Exact wording is required for every entry; transcribe all of them and leave the images out.

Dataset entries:
....................
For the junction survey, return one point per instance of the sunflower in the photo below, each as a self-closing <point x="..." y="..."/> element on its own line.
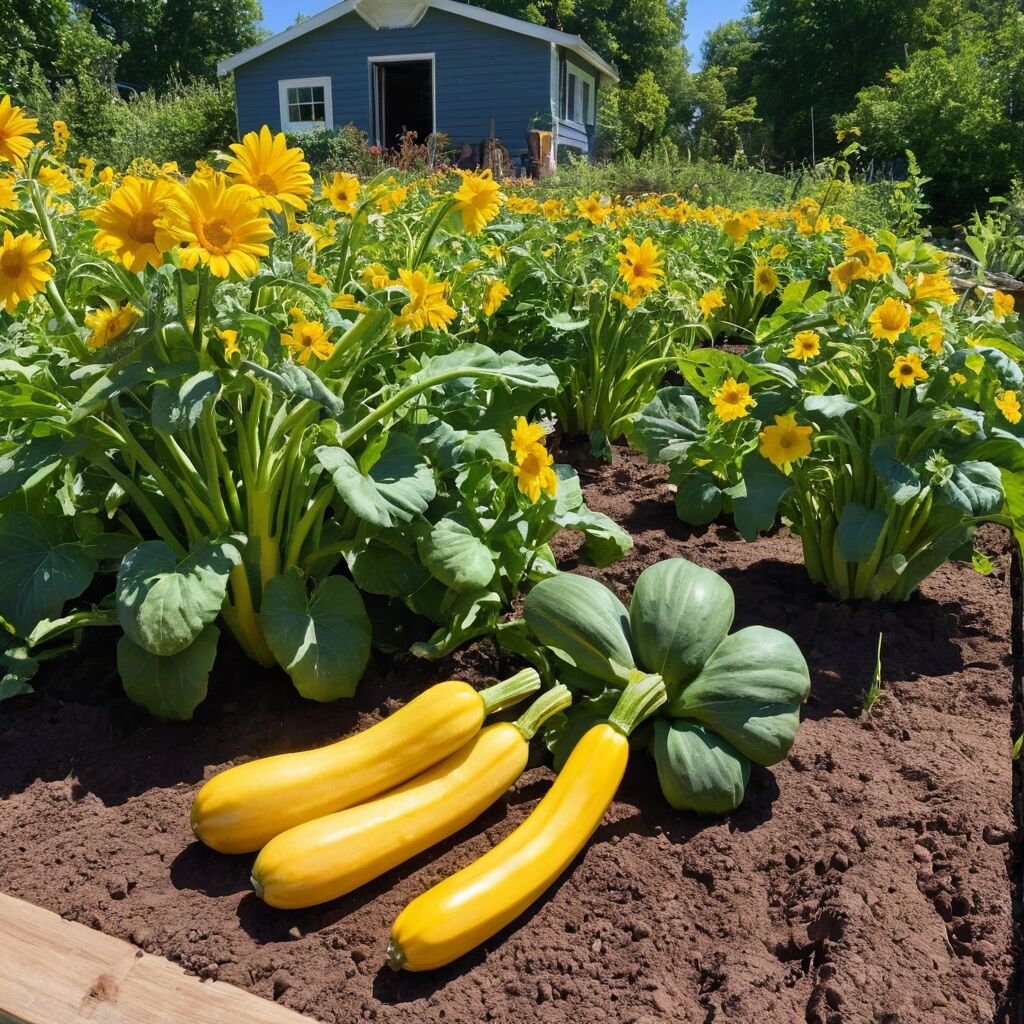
<point x="806" y="344"/>
<point x="1009" y="406"/>
<point x="731" y="400"/>
<point x="219" y="225"/>
<point x="784" y="442"/>
<point x="127" y="223"/>
<point x="270" y="172"/>
<point x="24" y="269"/>
<point x="107" y="325"/>
<point x="907" y="371"/>
<point x="343" y="192"/>
<point x="640" y="265"/>
<point x="427" y="304"/>
<point x="711" y="301"/>
<point x="765" y="279"/>
<point x="308" y="338"/>
<point x="890" y="320"/>
<point x="14" y="131"/>
<point x="478" y="200"/>
<point x="1003" y="304"/>
<point x="495" y="294"/>
<point x="535" y="473"/>
<point x="8" y="198"/>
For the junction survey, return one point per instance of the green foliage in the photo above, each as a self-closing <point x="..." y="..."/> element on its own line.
<point x="732" y="699"/>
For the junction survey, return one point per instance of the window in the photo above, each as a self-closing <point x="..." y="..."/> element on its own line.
<point x="578" y="96"/>
<point x="305" y="102"/>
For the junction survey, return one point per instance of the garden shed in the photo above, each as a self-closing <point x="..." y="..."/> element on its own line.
<point x="425" y="66"/>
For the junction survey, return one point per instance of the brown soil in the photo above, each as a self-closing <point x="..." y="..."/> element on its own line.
<point x="865" y="879"/>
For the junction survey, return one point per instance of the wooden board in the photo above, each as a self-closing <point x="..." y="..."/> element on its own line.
<point x="55" y="972"/>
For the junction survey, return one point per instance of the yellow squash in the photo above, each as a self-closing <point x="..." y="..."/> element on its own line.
<point x="328" y="857"/>
<point x="468" y="907"/>
<point x="243" y="808"/>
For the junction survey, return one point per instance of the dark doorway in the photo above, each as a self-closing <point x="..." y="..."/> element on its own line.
<point x="402" y="99"/>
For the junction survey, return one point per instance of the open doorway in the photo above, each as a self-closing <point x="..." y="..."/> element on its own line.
<point x="401" y="97"/>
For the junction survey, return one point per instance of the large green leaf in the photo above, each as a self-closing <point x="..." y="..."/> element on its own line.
<point x="397" y="487"/>
<point x="757" y="497"/>
<point x="170" y="688"/>
<point x="680" y="612"/>
<point x="584" y="624"/>
<point x="750" y="693"/>
<point x="668" y="425"/>
<point x="456" y="556"/>
<point x="858" y="532"/>
<point x="697" y="770"/>
<point x="42" y="566"/>
<point x="322" y="639"/>
<point x="974" y="487"/>
<point x="163" y="604"/>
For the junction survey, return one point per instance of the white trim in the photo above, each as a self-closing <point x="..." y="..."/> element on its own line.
<point x="572" y="43"/>
<point x="284" y="84"/>
<point x="397" y="58"/>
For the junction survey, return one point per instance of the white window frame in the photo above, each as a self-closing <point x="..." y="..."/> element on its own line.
<point x="586" y="116"/>
<point x="400" y="58"/>
<point x="297" y="83"/>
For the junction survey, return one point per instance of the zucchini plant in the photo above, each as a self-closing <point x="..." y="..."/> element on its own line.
<point x="733" y="698"/>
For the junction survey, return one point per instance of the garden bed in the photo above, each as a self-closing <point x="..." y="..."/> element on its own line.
<point x="867" y="878"/>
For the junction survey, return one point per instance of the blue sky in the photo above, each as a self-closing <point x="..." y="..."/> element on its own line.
<point x="700" y="15"/>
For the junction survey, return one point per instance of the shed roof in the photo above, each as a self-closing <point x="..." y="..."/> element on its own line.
<point x="404" y="13"/>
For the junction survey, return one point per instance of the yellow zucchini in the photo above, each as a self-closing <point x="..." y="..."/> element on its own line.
<point x="328" y="857"/>
<point x="243" y="808"/>
<point x="471" y="905"/>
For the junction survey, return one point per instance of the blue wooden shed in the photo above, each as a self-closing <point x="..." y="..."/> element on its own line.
<point x="426" y="66"/>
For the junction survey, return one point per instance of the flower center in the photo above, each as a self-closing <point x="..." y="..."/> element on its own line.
<point x="266" y="183"/>
<point x="142" y="227"/>
<point x="11" y="263"/>
<point x="217" y="232"/>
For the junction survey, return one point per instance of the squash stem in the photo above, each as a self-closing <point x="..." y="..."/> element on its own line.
<point x="554" y="700"/>
<point x="639" y="700"/>
<point x="510" y="691"/>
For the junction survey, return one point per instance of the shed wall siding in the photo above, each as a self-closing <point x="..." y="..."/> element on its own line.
<point x="479" y="71"/>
....................
## SOLUTION TO THIS TASK:
For the junction survey, return one point per instance of the sunflower in the photo below, each as a self-closing <point x="..." y="..."/> element on its own line.
<point x="806" y="344"/>
<point x="1009" y="406"/>
<point x="731" y="400"/>
<point x="219" y="225"/>
<point x="784" y="442"/>
<point x="127" y="223"/>
<point x="270" y="172"/>
<point x="24" y="269"/>
<point x="107" y="325"/>
<point x="907" y="371"/>
<point x="343" y="192"/>
<point x="640" y="265"/>
<point x="427" y="304"/>
<point x="711" y="301"/>
<point x="765" y="279"/>
<point x="308" y="338"/>
<point x="890" y="320"/>
<point x="14" y="131"/>
<point x="478" y="200"/>
<point x="1003" y="304"/>
<point x="495" y="294"/>
<point x="535" y="473"/>
<point x="8" y="198"/>
For the junction survey, return one point per instance of the green foliage in the photo above, each as a self-closing <point x="..." y="..."/> element on its own line.
<point x="732" y="699"/>
For the junction survey, return one point per instance of the window in the photo above, each as a self-closing <point x="..." y="..."/> element on its own line.
<point x="578" y="96"/>
<point x="305" y="102"/>
For the junction survey, return one point per instance of the garden shed in the photo above, each as a self-closing <point x="..." y="..."/> element on its own line.
<point x="425" y="66"/>
For the junction survey, return one point per instance of the brown soil in the photo above, each as a self-closing <point x="..." y="..."/> element on its own line.
<point x="865" y="879"/>
For the junction survey, return one point per instance of the wooden board in the photo above, each as a self-closing <point x="..." y="..."/> element on its own line.
<point x="55" y="972"/>
For the junction survey, return one point per instance of the yellow squash in the photo above, each as a self-closing <point x="..." y="..."/> element on its own line.
<point x="328" y="857"/>
<point x="468" y="907"/>
<point x="243" y="808"/>
For the junction survey, return one point per instance of the dark doorway in the photo above, each as a self-closing <point x="..." y="..."/> element on its own line.
<point x="402" y="99"/>
For the junction survey, return one point per instance of the open doorway in the photo above, each as a self-closing <point x="..." y="..."/> element on its own line.
<point x="401" y="97"/>
For the junction survey, return one point per instance of the large green leaf in the photo above, each as a self-closing <point x="..." y="..."/> element on its own line.
<point x="397" y="487"/>
<point x="757" y="497"/>
<point x="170" y="688"/>
<point x="680" y="612"/>
<point x="584" y="624"/>
<point x="750" y="693"/>
<point x="668" y="425"/>
<point x="456" y="556"/>
<point x="858" y="532"/>
<point x="697" y="770"/>
<point x="42" y="566"/>
<point x="322" y="639"/>
<point x="974" y="487"/>
<point x="163" y="604"/>
For the junction survey, return one point per instance of the white trim in the photo above, each as a self-closing <point x="..." y="..."/> element on its own line.
<point x="572" y="43"/>
<point x="284" y="84"/>
<point x="397" y="58"/>
For the junction survey, return one point per instance of the white window frame in the photo above, each as a self-closing <point x="..." y="..."/> element on its own line.
<point x="586" y="116"/>
<point x="400" y="58"/>
<point x="297" y="83"/>
For the junction survey, return one point per instance of the zucchini plant in the photo above, each as a self-closing <point x="..." y="..."/> element on its own line.
<point x="733" y="698"/>
For the junction survey, return one point per instance of the garden bed in the photo above, each as a self-closing <point x="..." y="..."/> element on its own line.
<point x="867" y="878"/>
For the junction survey, return one point per instance of the blue sky in the photo above, each as a self-closing <point x="..." y="..."/> element on its own line.
<point x="700" y="15"/>
For the junction survey, return one point per instance of the shed roof in the photo above, each as a self-closing <point x="..." y="..."/> element on its own line.
<point x="404" y="13"/>
For the junction survey, return one point per instance of the yellow zucchini in the photo above, each as a self-closing <point x="..." y="..."/> element on its own line.
<point x="328" y="857"/>
<point x="243" y="808"/>
<point x="471" y="905"/>
For the junction survey, return one point per instance of the blue wooden shed in the photo above, each as a self-closing <point x="..." y="..."/> element on its own line.
<point x="426" y="66"/>
For the junction survey, return one point per instance of the flower center in the photo above, each as a self-closing <point x="..." y="..."/> element on its own line.
<point x="266" y="183"/>
<point x="142" y="227"/>
<point x="11" y="263"/>
<point x="217" y="232"/>
For the junction survey, return one point per instance of the squash stem in the photo above, each as a self-closing <point x="..." y="..."/> element on its own line.
<point x="554" y="700"/>
<point x="639" y="700"/>
<point x="510" y="691"/>
For the junction survey, return one point per instance of the shed wall siding in the photo above, each as a self-closing <point x="..." y="..."/> element on its own line.
<point x="479" y="71"/>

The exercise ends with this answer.